Aşağıdaki belge bölümünün tamamını hiçbir değişiklik yapmadan kelimesi kelimesine yeniden yazınız.

Belge Bölümü:
↓↓↓

Zaten gerçek ve sanal bütün âlemlerde her şeyi gözleyen ve izleyen devletin istihbarat birimlerinin, onca zamandır bunca yakın ilişkiler kurduğu, içeride ve dışarıda hakkında her şeyi bildiği, hakkında raporlar düzenlediği, her türlü imkânı doğrudan veya dolaylı biçimde sağladığı bir örgüte sızmaması ne kelime, doğrudan ilişki içinde olmaması, içinde şube açmaması, Suriye’de başlayan ortak faaliyetlerini, seçimler nedeniyle konunun aciliyeti bakımından Türkiye’ye taşımaması mümkün müdür? Kısacası, IŞİD bir süredir Türkiye iç siyasetinin de unsurlarından biri haline gelmiştir.

Tarihsel tecrübe: Elinde patlama… Yeni “10 Aralıkçılar”

Sorunun esası, iktidarın kendi kontrolü dışında ve ihmali neticesinde meydana gelmiş bir olayın siyasi sorumluluğundan, seçimlerde kendisi açısından yol açabileceği oy kaybından kurtulma veya olup bitenlerden nemalanma çabaları değildir. Ortada bir tek başına iktidar ve her şeye el koyma stratejisi vardır ve katliamın ardından yaşananlar ve olayın giderek belirgin hale gelen izleri ve ne yazık ki seçimlere kadar daha neler neler olabileceği endişesi bunu göstermektedir. Ancak bugün için ilk elde sosyalistlerle Kürt muhalefetini yıldırma, HDP’yi baraj altına itme, toplumu da çaresiz, kendine mahkûm ve mecbur bırakma yolundaki bu kanlı taktiklerin bir süre sonra şu andaki sorumlularının elinde patlama ihtimalini de unutmamak gerekiyor.

↑↑↑

Verilen Bilgiler:
↓↓↓

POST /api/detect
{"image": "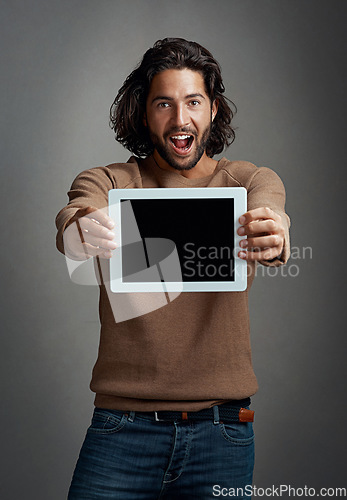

↑↑↑

Tamamlanan Görev:
Zaten gerçek ve sanal bütün âlemlerde her şeyi gözleyen ve izleyen devletin istihbarat birimlerinin, onca zamandır bunca yakın ilişkiler kurduğu, içeride ve dışarıda hakkında her şeyi bildiği, hakkında raporlar düzenlediği, her türlü imkânı doğrudan veya dolaylı biçimde sağladığı bir örgüte sızmaması ne kelime, doğrudan ilişki içinde olmaması, içinde şube açmaması, Suriye’de başlayan ortak faaliyetlerini, seçimler nedeniyle konunun aciliyeti bakımından Türkiye’ye taşımaması mümkün müdür? Kısacası, IŞİD bir süredir Türkiye iç siyasetinin de unsurlarından biri haline gelmiştir.

Tarihsel tecrübe: Elinde patlama… Yeni “10 Aralıkçılar”

Sorunun esası, iktidarın kendi kontrolü dışında ve ihmali neticesinde meydana gelmiş bir olayın siyasi sorumluluğundan, seçimlerde kendisi açısından yol açabileceği oy kaybından kurtulma veya olup bitenlerden nemalanma çabaları değildir. Ortada bir tek başına iktidar ve her şeye el koyma stratejisi vardır ve katliamın ardından yaşananlar ve olayın giderek belirgin hale gelen izleri ve ne yazık ki seçimlere kadar daha neler neler olabileceği endişesi bunu göstermektedir. Ancak bugün için ilk elde sosyalistlerle Kürt muhalefetini yıldırma, HDP’yi baraj altına itme, toplumu da çaresiz, kendine mahkûm ve mecbur bırakma yolundaki bu kanlı taktiklerin bir süre sonra şu andaki sorumlularının elinde patlama ihtimalini de unutmamak gerekiyor.